<<<<
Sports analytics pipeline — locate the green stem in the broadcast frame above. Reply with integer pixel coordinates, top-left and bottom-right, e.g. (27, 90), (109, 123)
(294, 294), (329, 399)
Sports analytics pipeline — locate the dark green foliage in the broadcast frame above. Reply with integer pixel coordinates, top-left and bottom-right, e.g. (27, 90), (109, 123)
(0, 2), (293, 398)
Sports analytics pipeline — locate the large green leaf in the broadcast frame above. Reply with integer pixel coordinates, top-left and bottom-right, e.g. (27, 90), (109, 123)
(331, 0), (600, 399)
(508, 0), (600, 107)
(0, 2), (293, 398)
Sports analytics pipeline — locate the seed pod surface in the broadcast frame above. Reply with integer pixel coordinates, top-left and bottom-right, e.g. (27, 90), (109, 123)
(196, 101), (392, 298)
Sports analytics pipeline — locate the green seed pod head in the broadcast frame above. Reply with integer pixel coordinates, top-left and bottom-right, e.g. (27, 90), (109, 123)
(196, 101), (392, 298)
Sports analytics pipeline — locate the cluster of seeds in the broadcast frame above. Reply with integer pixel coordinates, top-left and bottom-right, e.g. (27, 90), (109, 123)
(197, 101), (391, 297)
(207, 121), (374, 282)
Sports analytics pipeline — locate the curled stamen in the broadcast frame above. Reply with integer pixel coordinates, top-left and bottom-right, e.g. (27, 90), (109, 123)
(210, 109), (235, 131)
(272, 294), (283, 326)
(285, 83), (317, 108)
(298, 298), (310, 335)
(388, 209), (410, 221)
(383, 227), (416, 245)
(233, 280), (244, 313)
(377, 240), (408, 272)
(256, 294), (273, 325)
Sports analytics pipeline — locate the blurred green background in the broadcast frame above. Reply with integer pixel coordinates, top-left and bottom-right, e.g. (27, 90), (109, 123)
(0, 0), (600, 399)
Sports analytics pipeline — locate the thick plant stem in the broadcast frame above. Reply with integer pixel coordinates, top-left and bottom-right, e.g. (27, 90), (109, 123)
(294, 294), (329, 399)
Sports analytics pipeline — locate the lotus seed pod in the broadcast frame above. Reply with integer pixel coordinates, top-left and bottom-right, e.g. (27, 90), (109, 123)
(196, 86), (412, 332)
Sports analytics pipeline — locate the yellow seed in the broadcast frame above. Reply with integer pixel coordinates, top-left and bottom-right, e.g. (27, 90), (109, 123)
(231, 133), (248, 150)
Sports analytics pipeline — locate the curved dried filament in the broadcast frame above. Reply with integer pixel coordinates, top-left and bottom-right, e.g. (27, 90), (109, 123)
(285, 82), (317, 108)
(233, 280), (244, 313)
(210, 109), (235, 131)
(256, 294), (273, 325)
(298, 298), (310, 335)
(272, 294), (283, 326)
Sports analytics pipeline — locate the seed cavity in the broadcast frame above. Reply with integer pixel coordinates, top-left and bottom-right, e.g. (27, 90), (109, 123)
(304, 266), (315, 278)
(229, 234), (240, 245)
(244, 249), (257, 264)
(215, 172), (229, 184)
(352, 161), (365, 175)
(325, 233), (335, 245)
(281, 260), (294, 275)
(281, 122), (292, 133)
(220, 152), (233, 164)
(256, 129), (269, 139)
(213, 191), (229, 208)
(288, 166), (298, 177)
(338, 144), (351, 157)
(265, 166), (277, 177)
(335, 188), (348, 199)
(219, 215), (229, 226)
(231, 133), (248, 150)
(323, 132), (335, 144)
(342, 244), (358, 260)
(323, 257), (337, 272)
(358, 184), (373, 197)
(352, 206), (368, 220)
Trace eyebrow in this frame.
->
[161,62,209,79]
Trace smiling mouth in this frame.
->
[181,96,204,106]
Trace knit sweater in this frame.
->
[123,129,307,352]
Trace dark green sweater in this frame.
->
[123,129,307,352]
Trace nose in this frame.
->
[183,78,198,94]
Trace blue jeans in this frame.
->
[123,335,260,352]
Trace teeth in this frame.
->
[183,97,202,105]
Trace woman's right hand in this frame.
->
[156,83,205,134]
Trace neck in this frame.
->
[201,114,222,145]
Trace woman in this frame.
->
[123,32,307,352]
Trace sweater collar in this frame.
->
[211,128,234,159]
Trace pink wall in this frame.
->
>>>>
What you are asked to do: Reproduce all of the material above word for word, from the first line to the last.

Exercise solution:
Sports analytics pipeline — locate the green stem in the broadcast frame above. Reply with integer pixel coordinates, top-left and bottom-right, e.g. (27, 90), (109, 123)
(294, 294), (329, 399)
Sports analytics pipeline — locate the dark green foliage in the broadcast frame above. Reply with integer pixel coordinates, top-left and bottom-right, e.g. (27, 90), (109, 123)
(0, 2), (293, 398)
Sports analytics pipeline — locate the large green leaf in the broadcast frame above. Reply with integer pixel coordinates, top-left and bottom-right, e.g. (27, 90), (109, 123)
(331, 0), (600, 399)
(508, 0), (600, 107)
(0, 2), (293, 398)
Sports analytics pipeline — locate the seed pod surface in the broadcast frame above. Reply with integer pixel coordinates, top-left and bottom-right, e.g. (27, 90), (109, 123)
(196, 101), (392, 298)
Sports analytics pipeline — locate the green seed pod head in the broadcast frame above. Reply with integer pixel coordinates, top-left and bottom-right, e.g. (27, 90), (109, 123)
(196, 101), (392, 298)
Sports analytics pipeline — locate the cluster of seeds in the broadcast frame above. Reply with integer pixel coordinates, top-left and bottom-right, e.g. (27, 90), (109, 123)
(197, 101), (391, 297)
(207, 121), (374, 282)
Sports analytics pipeline — locate the curled stamen in the broadcast frame above. Reply with integer pixel coordinates, top-left and bottom-right, e.g. (27, 90), (109, 123)
(210, 109), (235, 131)
(272, 294), (283, 326)
(285, 83), (317, 108)
(298, 298), (310, 335)
(388, 209), (410, 221)
(383, 227), (416, 245)
(233, 280), (244, 313)
(377, 240), (408, 272)
(256, 294), (273, 325)
Sports analytics pipeline — locate the blurred green background in the broadcast frame above. Reply with integer pixel coordinates, top-left and bottom-right, e.g. (27, 90), (109, 123)
(0, 0), (600, 399)
Sports analytics pipeline — locate the thick plant stem in the broadcast frame above. Reply with integer pixel coordinates, top-left and bottom-right, e.g. (27, 90), (109, 123)
(294, 294), (329, 399)
Sports analytics pipeline — locate the lotus seed pod in the broadcast frame above. Reply with integer pixel coordinates, top-left and bottom-right, e.g. (27, 90), (109, 123)
(196, 86), (412, 332)
Sports analytics pipeline — locate the yellow seed in the broadcast frame above. Reply with integer pixel coordinates, top-left and bottom-right, e.g. (27, 90), (109, 123)
(231, 133), (248, 150)
Sports analytics pipeline — locate the curved dried filament in the broadcast frame above. Reply with integer pixel coordinates, top-left and bottom-right, e.g. (27, 90), (109, 123)
(285, 82), (317, 108)
(233, 280), (244, 313)
(210, 109), (235, 131)
(256, 294), (273, 325)
(298, 298), (310, 335)
(272, 294), (283, 326)
Sports analytics pipeline — locate the seed cavity in the broadcast frame above. Reply with integer pixel coordinates, top-left and bottom-right, e.g. (27, 90), (109, 123)
(304, 266), (315, 278)
(229, 234), (240, 245)
(244, 249), (257, 264)
(215, 172), (229, 184)
(352, 161), (365, 175)
(325, 233), (335, 245)
(281, 260), (294, 275)
(281, 122), (292, 133)
(220, 152), (233, 164)
(256, 129), (269, 139)
(213, 191), (229, 208)
(288, 166), (298, 177)
(338, 144), (351, 157)
(265, 166), (277, 177)
(335, 188), (348, 199)
(219, 215), (229, 226)
(231, 133), (248, 150)
(323, 132), (335, 144)
(342, 244), (358, 260)
(323, 257), (337, 272)
(358, 184), (373, 197)
(352, 206), (368, 220)
Trace eyebrow in this frame.
->
[161,62,209,79]
Trace smiling mouth in this frame.
->
[181,96,204,106]
Trace knit sweater in this frame.
->
[123,129,307,352]
Trace dark green sweater in this frame.
->
[123,129,307,352]
Trace nose in this frame.
->
[183,78,198,94]
Trace blue jeans in this frame.
->
[123,335,260,352]
Trace teeth in this frame.
->
[183,97,202,105]
Trace woman's right hand in this frame.
->
[156,83,205,134]
Trace neck in this frame.
->
[201,114,222,145]
Trace woman in this frame.
->
[123,32,307,352]
Trace sweater collar in this frame.
->
[211,128,234,159]
Trace pink wall in this frame.
->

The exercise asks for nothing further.